提示された文章:

2016年05月16日 | 映画(あ行)
貧しく孤独な名もなき人が成し遂げたこと



* * * * * * * * * *

ドキュメンタリー作品なのですが、まさにアンビリーバブルな話。
2007年、シカゴの青年ジョン・マルーフが
オークションで大量の古い写真ネガを入手します。
すべてヴィヴィアン・マイヤーという一人の女性が撮影したものなのですが、いい写真に思える。
そこで一部を自身のブログで紹介したところ、世界中から絶賛の声が届きます。
そこで彼はこのヴィヴィアン・マイヤーという女性に興味を抱くのです。
これまでに写真を公表した形跡が全くない。
しかし、驚くべき枚数の写真で、しかもレベルが相当高い・・・。
一体彼女はどんな女性だったのか?


調べてわかったのは、彼女はニューヨークでナニー(乳母)をして生活していたということ。
そして、ほんの少し前に他界していること。
本作はそんなヴィヴィアンと関わった人たちにインタビューをし、
彼女の人間像を探っていきます。





浮かび上がるのは、一人の貧しく孤独な女性です。

与えられたデータ:
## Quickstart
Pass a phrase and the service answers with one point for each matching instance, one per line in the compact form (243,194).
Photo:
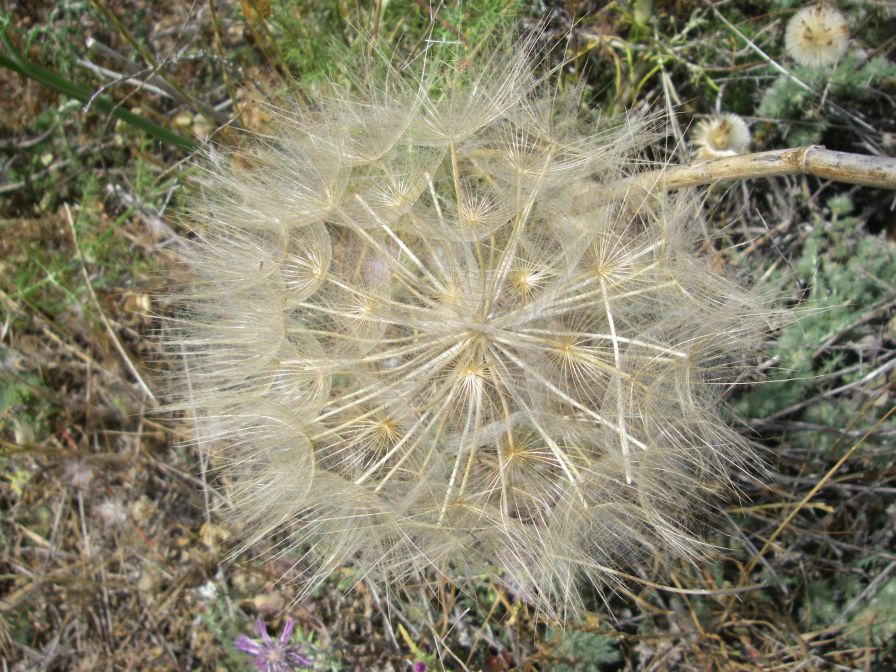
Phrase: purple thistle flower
(270,656)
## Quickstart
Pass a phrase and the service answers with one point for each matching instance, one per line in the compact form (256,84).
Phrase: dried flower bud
(816,36)
(720,137)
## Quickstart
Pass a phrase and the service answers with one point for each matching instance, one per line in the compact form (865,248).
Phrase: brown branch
(869,171)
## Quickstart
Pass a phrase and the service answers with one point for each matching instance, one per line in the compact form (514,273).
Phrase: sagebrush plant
(421,339)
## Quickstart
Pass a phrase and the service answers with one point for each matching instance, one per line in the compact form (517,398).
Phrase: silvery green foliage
(420,339)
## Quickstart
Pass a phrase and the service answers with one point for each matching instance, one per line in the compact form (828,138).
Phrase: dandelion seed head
(816,36)
(426,343)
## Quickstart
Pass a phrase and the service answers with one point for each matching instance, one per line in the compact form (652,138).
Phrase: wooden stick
(869,171)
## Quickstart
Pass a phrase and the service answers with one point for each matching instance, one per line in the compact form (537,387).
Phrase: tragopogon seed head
(421,339)
(816,36)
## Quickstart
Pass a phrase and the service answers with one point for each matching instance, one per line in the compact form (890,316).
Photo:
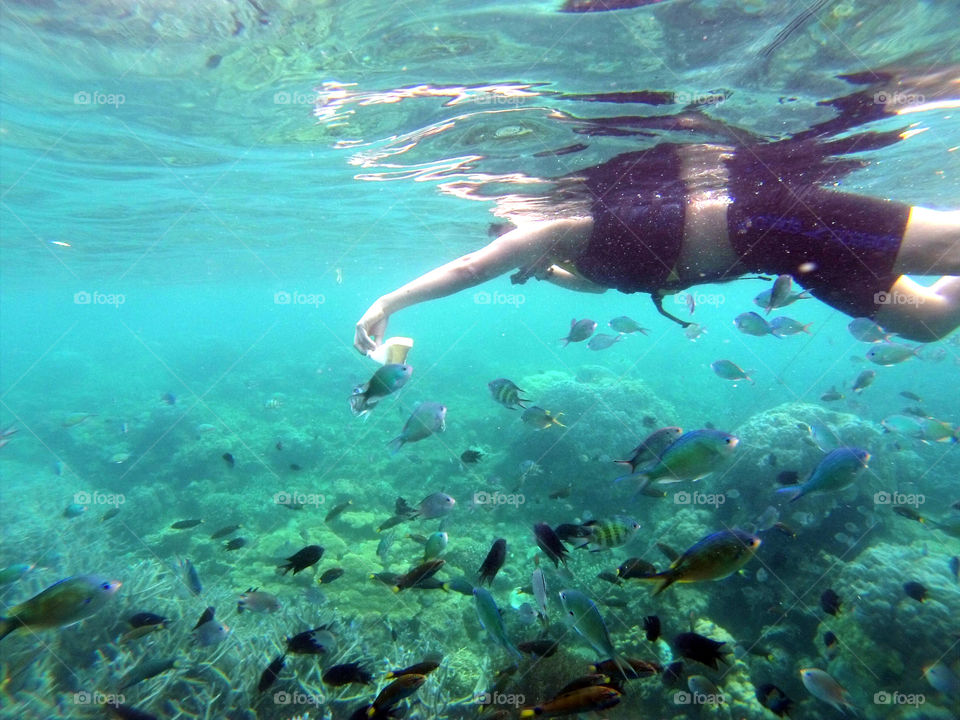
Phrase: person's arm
(519,247)
(569,281)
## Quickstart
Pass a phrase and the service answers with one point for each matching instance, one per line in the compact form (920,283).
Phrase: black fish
(422,668)
(415,577)
(185,524)
(235,544)
(205,618)
(915,590)
(429,583)
(636,568)
(492,562)
(337,510)
(788,477)
(347,673)
(585,681)
(224,531)
(302,559)
(330,575)
(128,712)
(402,512)
(785,529)
(603,5)
(305,643)
(539,648)
(774,699)
(471,457)
(697,647)
(635,669)
(549,542)
(672,674)
(144,619)
(269,675)
(651,626)
(668,551)
(610,577)
(830,602)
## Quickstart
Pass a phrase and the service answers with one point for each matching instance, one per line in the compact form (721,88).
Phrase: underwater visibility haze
(539,502)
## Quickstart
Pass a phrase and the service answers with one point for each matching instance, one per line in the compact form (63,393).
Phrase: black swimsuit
(638,202)
(841,247)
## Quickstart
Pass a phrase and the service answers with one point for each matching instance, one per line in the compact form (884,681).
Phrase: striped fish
(611,533)
(507,393)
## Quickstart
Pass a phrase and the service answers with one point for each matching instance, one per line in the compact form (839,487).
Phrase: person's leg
(931,243)
(931,246)
(921,313)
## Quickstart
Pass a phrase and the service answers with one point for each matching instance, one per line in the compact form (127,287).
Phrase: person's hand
(371,329)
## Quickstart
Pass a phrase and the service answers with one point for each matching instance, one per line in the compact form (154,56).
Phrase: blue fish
(837,471)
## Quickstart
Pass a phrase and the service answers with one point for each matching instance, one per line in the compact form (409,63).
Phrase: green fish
(711,558)
(627,325)
(74,419)
(837,471)
(491,620)
(692,456)
(584,617)
(540,419)
(435,545)
(730,371)
(507,393)
(14,572)
(64,603)
(606,534)
(887,353)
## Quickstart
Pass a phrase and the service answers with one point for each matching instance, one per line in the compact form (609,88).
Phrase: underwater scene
(500,360)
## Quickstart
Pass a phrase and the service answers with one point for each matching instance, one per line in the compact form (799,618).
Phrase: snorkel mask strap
(658,303)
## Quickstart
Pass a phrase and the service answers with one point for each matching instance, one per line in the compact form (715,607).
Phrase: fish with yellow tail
(713,557)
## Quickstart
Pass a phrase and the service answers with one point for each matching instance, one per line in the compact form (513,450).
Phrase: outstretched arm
(569,281)
(522,246)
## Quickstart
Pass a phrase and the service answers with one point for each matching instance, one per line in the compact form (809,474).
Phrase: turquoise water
(173,173)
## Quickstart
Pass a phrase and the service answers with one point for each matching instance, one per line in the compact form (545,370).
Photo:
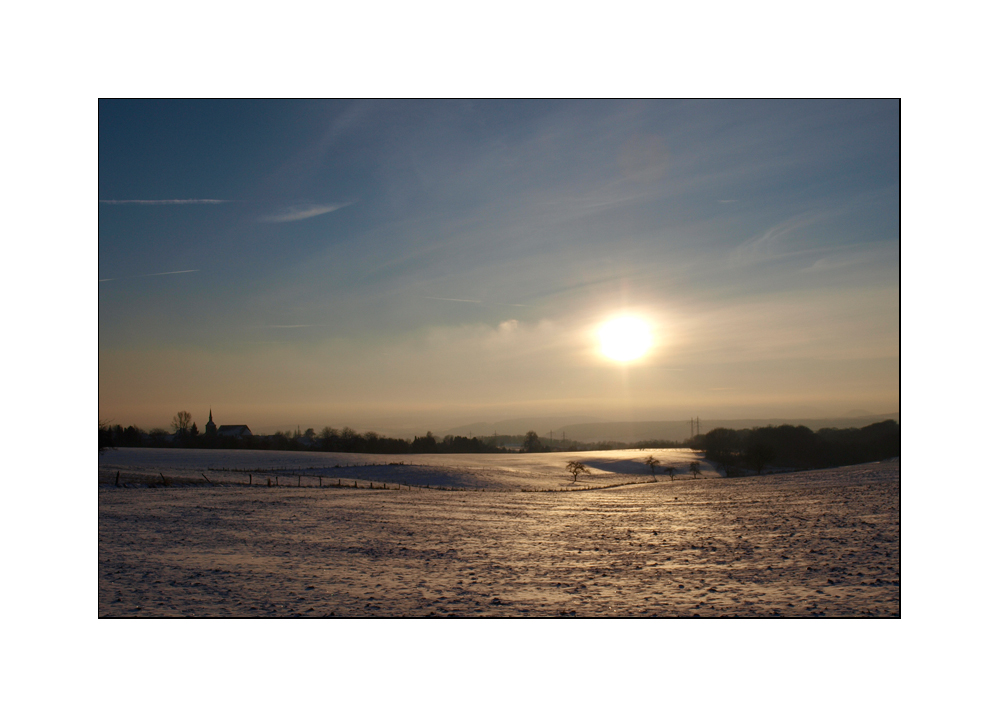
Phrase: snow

練習問題:
- A) ヴィヴィアン・マイヤーについての文章によると、2007年にジョン・マルーフがオークションで手に入れたものは何ですか?
- B) ヴィヴィアン・マイヤーについての文章を、最後の文の後から書き継いでください。

設問別の解答:
- A) 大量の古い写真ネガです。

- B)
身寄りがなく、大抵は住み込みの乳母として子供たちの世話をし、
いろいろな家を転々としていた。
でもどの家でも自室に決して他人を踏み込ませようとしなかった。
ある時、家の人がこっそり覗いてみると、
部屋中に新聞紙やら何かの入った箱がびっしりと積み上げられていたという・・・。
彼女がいつもカメラを持って歩いていたことは知っていても、
その写真を見たことはなかったようなのです。
彼女自身もため込むばかりで、それを人に見せたりどこかに発表しようとは思っていなかったらしい。
写真ばかりでなく、新聞記事やレシート、何かの小物など、
あらゆるものを彼女はため込んでいたのです。
自身の記録として、そばに置いておくだけで満足だったのかもしれませんが、
それにしてもそれは殆ど「執着」というべきものだったことが伺われます。
孤独を埋めようとする心が、そちらに行き場を求めたのかもしれません。





それにしても、彼女の写真の良さは素人の私にも十分伝わります。
ニューヨークの街角の人々の様子。
モノクロでちょっぴりノスタルジックな味わいもありますが、
何より人物一人ひとりの人生を切り取ったかのような、表情が素晴らしい。
それぞれの人が身構えることもなく、
悲哀に満ちていたり、幸せそうであったり・・・。
どうしてそんな表情を写し取ることが出来たかというと、
その古い二眼レフのカメラにも秘密はあるようなのですが・・・。



彼女の顔写真は、残っていた写真の中にあったものですが、
この強い眼差しは魅力的ですね。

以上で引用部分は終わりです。